[Stored data entries]
┌────────
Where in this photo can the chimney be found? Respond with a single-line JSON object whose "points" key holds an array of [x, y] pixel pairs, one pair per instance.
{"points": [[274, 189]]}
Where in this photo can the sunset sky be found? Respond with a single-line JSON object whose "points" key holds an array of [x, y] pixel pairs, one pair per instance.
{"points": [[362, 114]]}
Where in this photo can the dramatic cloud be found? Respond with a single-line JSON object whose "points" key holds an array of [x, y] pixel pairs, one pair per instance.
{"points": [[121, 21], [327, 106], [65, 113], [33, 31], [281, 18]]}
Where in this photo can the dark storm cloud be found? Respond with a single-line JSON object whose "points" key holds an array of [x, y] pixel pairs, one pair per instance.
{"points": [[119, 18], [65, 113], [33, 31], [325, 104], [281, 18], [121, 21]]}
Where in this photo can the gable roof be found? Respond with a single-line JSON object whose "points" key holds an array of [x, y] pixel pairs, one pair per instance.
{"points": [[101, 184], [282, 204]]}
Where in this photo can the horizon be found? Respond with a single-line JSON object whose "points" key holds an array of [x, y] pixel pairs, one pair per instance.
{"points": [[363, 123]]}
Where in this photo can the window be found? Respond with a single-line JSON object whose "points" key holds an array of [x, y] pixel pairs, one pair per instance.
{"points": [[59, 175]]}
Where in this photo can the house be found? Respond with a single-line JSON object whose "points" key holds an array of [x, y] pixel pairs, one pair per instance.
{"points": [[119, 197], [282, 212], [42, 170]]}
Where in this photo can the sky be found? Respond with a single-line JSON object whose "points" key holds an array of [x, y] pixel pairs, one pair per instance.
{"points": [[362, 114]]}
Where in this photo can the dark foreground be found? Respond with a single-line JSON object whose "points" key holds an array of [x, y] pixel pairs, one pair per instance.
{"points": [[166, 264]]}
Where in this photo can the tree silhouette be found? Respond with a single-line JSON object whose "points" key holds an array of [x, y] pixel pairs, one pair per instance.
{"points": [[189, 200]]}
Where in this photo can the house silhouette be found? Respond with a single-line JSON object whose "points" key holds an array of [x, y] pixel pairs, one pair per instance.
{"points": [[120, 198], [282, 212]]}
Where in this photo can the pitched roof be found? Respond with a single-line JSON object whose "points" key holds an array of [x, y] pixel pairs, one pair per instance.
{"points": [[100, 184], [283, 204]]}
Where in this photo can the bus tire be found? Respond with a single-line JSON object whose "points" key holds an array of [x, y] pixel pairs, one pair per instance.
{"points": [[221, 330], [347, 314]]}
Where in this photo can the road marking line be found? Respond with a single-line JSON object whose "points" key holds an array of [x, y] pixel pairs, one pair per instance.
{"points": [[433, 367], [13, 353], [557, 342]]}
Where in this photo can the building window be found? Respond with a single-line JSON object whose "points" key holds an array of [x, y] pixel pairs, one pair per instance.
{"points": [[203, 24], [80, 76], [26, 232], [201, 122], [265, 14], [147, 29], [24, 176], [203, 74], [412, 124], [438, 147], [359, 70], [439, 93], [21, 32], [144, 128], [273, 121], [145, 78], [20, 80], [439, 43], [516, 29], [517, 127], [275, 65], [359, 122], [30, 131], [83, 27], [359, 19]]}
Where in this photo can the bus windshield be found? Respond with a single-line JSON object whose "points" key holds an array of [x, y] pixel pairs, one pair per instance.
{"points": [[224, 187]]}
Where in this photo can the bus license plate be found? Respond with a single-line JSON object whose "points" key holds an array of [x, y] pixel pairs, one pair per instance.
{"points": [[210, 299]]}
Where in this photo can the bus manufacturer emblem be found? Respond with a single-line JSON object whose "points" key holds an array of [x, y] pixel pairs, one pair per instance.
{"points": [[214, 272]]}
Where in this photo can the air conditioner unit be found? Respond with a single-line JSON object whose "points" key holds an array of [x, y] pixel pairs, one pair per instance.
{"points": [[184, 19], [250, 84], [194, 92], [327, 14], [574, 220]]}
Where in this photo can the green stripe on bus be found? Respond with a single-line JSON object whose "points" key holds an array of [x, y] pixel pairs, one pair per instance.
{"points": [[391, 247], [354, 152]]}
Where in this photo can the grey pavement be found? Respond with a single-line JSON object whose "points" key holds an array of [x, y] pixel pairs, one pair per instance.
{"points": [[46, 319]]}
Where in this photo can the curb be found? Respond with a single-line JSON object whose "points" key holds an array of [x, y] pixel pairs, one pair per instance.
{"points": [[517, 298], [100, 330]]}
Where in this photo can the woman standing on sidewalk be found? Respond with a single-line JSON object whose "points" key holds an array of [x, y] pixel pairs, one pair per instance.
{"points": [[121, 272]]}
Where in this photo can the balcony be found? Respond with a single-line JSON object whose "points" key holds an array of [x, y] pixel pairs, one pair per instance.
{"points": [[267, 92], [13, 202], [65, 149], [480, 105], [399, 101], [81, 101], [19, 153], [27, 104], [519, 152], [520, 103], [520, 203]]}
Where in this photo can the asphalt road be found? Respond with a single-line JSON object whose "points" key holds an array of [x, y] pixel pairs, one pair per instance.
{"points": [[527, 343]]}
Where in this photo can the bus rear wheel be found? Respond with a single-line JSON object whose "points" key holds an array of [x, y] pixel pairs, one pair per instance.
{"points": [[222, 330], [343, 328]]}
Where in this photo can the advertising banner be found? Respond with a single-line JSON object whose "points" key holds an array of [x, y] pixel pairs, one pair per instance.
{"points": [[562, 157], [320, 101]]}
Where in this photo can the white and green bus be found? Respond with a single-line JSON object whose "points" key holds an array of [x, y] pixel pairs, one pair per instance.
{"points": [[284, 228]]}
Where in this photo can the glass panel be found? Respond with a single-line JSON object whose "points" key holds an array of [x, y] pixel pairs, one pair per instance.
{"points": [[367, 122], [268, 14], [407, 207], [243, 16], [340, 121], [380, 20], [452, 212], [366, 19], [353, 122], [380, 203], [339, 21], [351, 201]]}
└────────
Repeat each of the entries above precisely as given.

Where in this photo can the chimney be found? Respond with a single-line JSON object whose "points" key holds an array of [x, y] pixel pairs, one pair per instance.
{"points": [[274, 189]]}
Where in this photo can the sunset sky be found? Respond with a single-line JSON object whose "points" key holds an array of [x, y] pixel pairs, one pair per instance.
{"points": [[362, 114]]}
Where in this photo can the dramatic cloud be found? Respond with a single-line JSON object whose "points" key holds an array of [x, y] pixel pairs, one pair per instance.
{"points": [[121, 21], [327, 106], [65, 113], [33, 31], [281, 18]]}
Where in this photo can the dark storm cloud be found? Respond with a single-line JSON object whose "points" key holds an array of [x, y] pixel pairs, one pair per instance.
{"points": [[119, 18], [65, 113], [33, 31], [325, 104], [281, 18], [121, 21]]}
Where in this photo can the gable roof be found? Respond with a single-line JSON object whose "points" key holds an array of [x, y] pixel pairs, one pair per instance.
{"points": [[101, 184], [282, 204]]}
Where in this photo can the horizon be found? Respond with a single-line JSON object whose "points" key holds an array of [x, y] pixel pairs, one pair per instance.
{"points": [[363, 123]]}
Where in this photo can the window be found? Respond with a single-line JSON object whose "points" key holds an array of [x, y] pixel pairs, one pair per instance.
{"points": [[59, 175]]}
Where in this photo can the house be found? Respond with a single-line JSON object whose "points" key holds an array of [x, y] pixel pairs, one pair per instance.
{"points": [[119, 197], [282, 212], [42, 170]]}
Where in this photo can the sky be found? Respond with a single-line JSON object whose "points" key holds an array of [x, y] pixel pairs, one pair per instance.
{"points": [[362, 114]]}
Where in this photo can the dark foreground be found? Respond with a single-line JSON object whose "points" key holds an array of [x, y] pixel pairs, one pair per instance.
{"points": [[166, 264]]}
Where in this photo can the tree silhouette be found? Respond with a single-line JSON object whose "points" key holds an array of [x, y] pixel pairs, one pair per instance.
{"points": [[189, 200]]}
Where in this photo can the house silhouette be found? Respond with a single-line JSON object whose "points" key holds an array of [x, y] pixel pairs, one pair per instance.
{"points": [[120, 198], [282, 212]]}
Where in this photo can the pitched roof be found? Respond with a single-line JSON object whose "points" key holds an array of [x, y] pixel pairs, one pair per instance.
{"points": [[100, 184], [283, 204]]}
Where in this photo can the bus tire be found? Respond with a single-line JSON object whose "points" key holds an array of [x, y] pixel pairs, one pair per instance.
{"points": [[221, 330], [347, 314]]}
Where in this photo can the road marking line be found? Respond with a single-line JSON object whose "points" key holds an array of [x, y] pixel pairs, one pair per instance.
{"points": [[433, 367], [13, 353], [557, 342]]}
Where in this photo can the building window be found? Respond with a single-line JSON object whose "points" key holds an array of [x, y] pixel pairs, one pair per instance.
{"points": [[203, 24], [80, 76], [26, 232], [201, 122], [265, 14], [147, 29], [24, 176], [203, 74], [412, 124], [438, 147], [359, 70], [439, 93], [21, 32], [144, 128], [273, 121], [145, 78], [20, 80], [439, 43], [516, 29], [517, 127], [275, 65], [359, 122], [30, 131], [83, 27], [359, 19]]}
Where in this photo can the bus windshield be found? Respond with a single-line JSON object whose "points" key holds an array of [x, y] pixel pairs, one pair per instance.
{"points": [[224, 187]]}
Where in this photo can the bus license plate be found? Respond with a single-line JSON object whose "points" key holds an array of [x, y] pixel pairs, one pair per instance.
{"points": [[210, 299]]}
Where in this photo can the bus manufacturer emblem be found? Respond with a single-line JSON object whose "points" key holds an array of [x, y] pixel pairs, one pair per instance.
{"points": [[214, 272]]}
Where in this photo can the air conditioner unit be found? Respond with a single-line JSON object whose "points" key holds an array of [x, y] pixel pairs, one pair per instance.
{"points": [[184, 19], [250, 84], [194, 92], [327, 14], [574, 220]]}
Where in this photo can the green stripe on bus be found? Respond with a single-line JSON object whose "points" key holds an array of [x, y] pixel pairs, one pair per instance.
{"points": [[391, 247], [354, 152]]}
Where in this photo can the grey pavement be found? Respond with a single-line JSON object whose "points" key holds an array of [x, y] pixel pairs, one pair per instance.
{"points": [[46, 319]]}
Where in this photo can the curb be found? Respond with a single-line JSON object whose "points" key holds an array of [x, y] pixel pairs, one pair per instance.
{"points": [[517, 298], [100, 330]]}
Where in this photo can the woman standing on sidewalk be found? Respond with a single-line JSON object whose "points" key holds an array of [x, y] pixel pairs, one pair per instance.
{"points": [[121, 272]]}
Where in this photo can the balcony be found? Respond with a single-line JSON object whose "points" key holds an array of [x, y] pixel pairs, one pair per instance.
{"points": [[267, 92], [13, 202], [65, 149], [480, 105], [399, 101], [81, 101], [19, 153], [27, 104], [519, 152], [520, 103], [520, 203]]}
Where in this photo can the asphalt road be found? Respond with a single-line JSON object whose "points" key holds an array of [x, y] pixel pairs, one pair per instance.
{"points": [[527, 343]]}
Where in this photo can the bus rear wheel be found? Respond with a single-line JSON object whose "points" key holds an array of [x, y] pixel pairs, one pair per instance.
{"points": [[222, 330], [343, 328]]}
Where in this photo can the advertising banner be found? Respond with a single-line JSON object whose "points" key holds an array of [x, y] pixel pairs, one pair per instance.
{"points": [[562, 157], [320, 101]]}
Where in this photo can the white and green bus be found? Respond with a single-line JSON object whose "points" key holds an array of [x, y] pixel pairs, one pair per instance.
{"points": [[284, 228]]}
Where in this photo can the glass panel be found? Respond with a single-line JSON object whose "points" key holds an array of [x, y] pixel pairs, one pair per instance.
{"points": [[367, 122], [268, 14], [407, 207], [243, 16], [340, 121], [380, 20], [452, 212], [366, 19], [353, 122], [380, 203], [339, 21], [351, 201]]}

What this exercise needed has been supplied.